--- Start of TEXT SECTION ---
Following that are four bytes of Pak-File version (eb 03 00 00 above), and then a series of nodes until the end of file.  Each node is processed by its appropriate reader found in the besch/reader/ subdirectory. In the file, each node begins with four characters describing the node type, as defined in besch/objversion.h:

Code: [Select]
enum obj_type
{
        obj_bridge      = C4ID('B','R','D','G'),
        obj_building    = C4ID('B','U','I','L'),

and then a 2-byte (16-bit) child count and 2-byte (16-bit) data block size.  If the data block is more than 64k bytes, 0xFFFF is used for the data size, followed by a four-byte (32-bit) data block size.  Then the actual data block bytes, followed by any additional nodes in this same format. 

The child count indicates how many of the following nodes are considered to belong to (be "inside") the current node.  The BUIL node in the example has 0x0026 child nodes.  This is how, for example, a single pak file can contain multiple objects, with each object containing several child nodes.

Note that read_nodes() chooses the internal class type from the four-character name, using the following line of code:

Code: [Select]
        obj_reader_t *reader = obj_reader->get(static_cast<obj_type>(node.type));

How exactly that works, in converting a text representation to a somewhat conceptual C++ class type, is left to the student as an exercise.

Offline Ters

  • Coder/patcher
  • Devotee
  • *
  • Posts: 4900
  • Total likes: 217
  • Helpful: 108
  • Languages: EN, NO
Re: PAK binary format
« Reply #1 on: May 26, 2015, 05:14:58 AM »
The PAK file format is simple. Interpreting the data inside it is difficult, especially with all the different versions.

Offline DrSuperGood

Re: PAK binary format
« Reply #2 on: May 26, 2015, 12:29:25 PM »
There is any mystery with the pak format?! The game is open source so surely its exact mechanics are exposed to everyone?

I thought the compiled pak format was specifically un-documented to act as some form of crude protection. Specifically to restrict people from easily extracting art work from a pak file and using it/calling it their own in another pak object. At least that is what was hinted by various documentation.

Quote
How exactly that works, in converting a text representation to a somewhat conceptual C++ class type, is left to the student as an exercise.
Sounds kind of like a service provider that was not properly implemented. Java uses such classes heavily for I/O (FileSystems, image framework etc) to solve the same problem present here (resolving which loader to use from a collection of loaders) All "services" (in this case the readers) register with the "service provider" by providing the required data (in this case it would be the object type in the form of a 4 character code). The service provider when used will use the required data to resolve and return the appropriate service (reader).
--- End of TEXT SECTION ---
--- Start of RECORDS ---
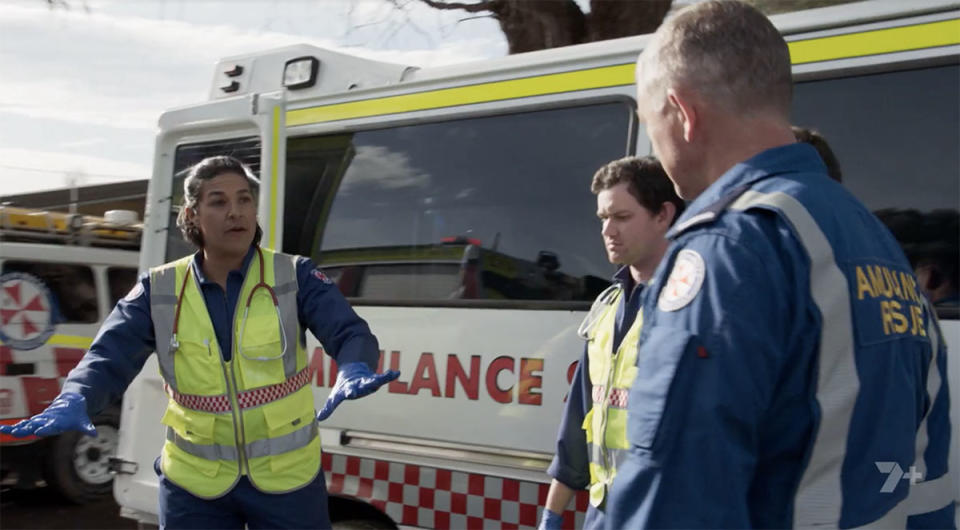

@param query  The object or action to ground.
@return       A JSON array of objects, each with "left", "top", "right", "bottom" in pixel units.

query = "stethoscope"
[
  {"left": 170, "top": 247, "right": 287, "bottom": 361},
  {"left": 577, "top": 282, "right": 620, "bottom": 340}
]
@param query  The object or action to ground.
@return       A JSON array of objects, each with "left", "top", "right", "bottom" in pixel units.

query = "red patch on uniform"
[{"left": 313, "top": 269, "right": 333, "bottom": 283}]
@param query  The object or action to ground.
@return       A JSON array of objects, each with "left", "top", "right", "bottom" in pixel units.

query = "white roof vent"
[{"left": 103, "top": 210, "right": 139, "bottom": 226}]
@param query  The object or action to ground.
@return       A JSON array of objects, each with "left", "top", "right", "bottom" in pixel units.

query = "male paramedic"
[
  {"left": 606, "top": 1, "right": 957, "bottom": 529},
  {"left": 540, "top": 156, "right": 684, "bottom": 530},
  {"left": 0, "top": 156, "right": 399, "bottom": 530}
]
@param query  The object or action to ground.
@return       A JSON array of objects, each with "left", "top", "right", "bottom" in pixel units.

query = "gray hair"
[
  {"left": 177, "top": 156, "right": 263, "bottom": 248},
  {"left": 637, "top": 0, "right": 793, "bottom": 118}
]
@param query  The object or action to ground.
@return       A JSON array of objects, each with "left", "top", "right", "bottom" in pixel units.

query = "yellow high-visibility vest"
--- End of RECORDS ---
__EXERCISE DETAILS__. According to the forum thread on the PAK binary format, what value is written as the data size when a node's data block is larger than 64k bytes?

__RESULT FOR THIS TASK__. 0xFFFF, followed by a four-byte (32-bit) data block size.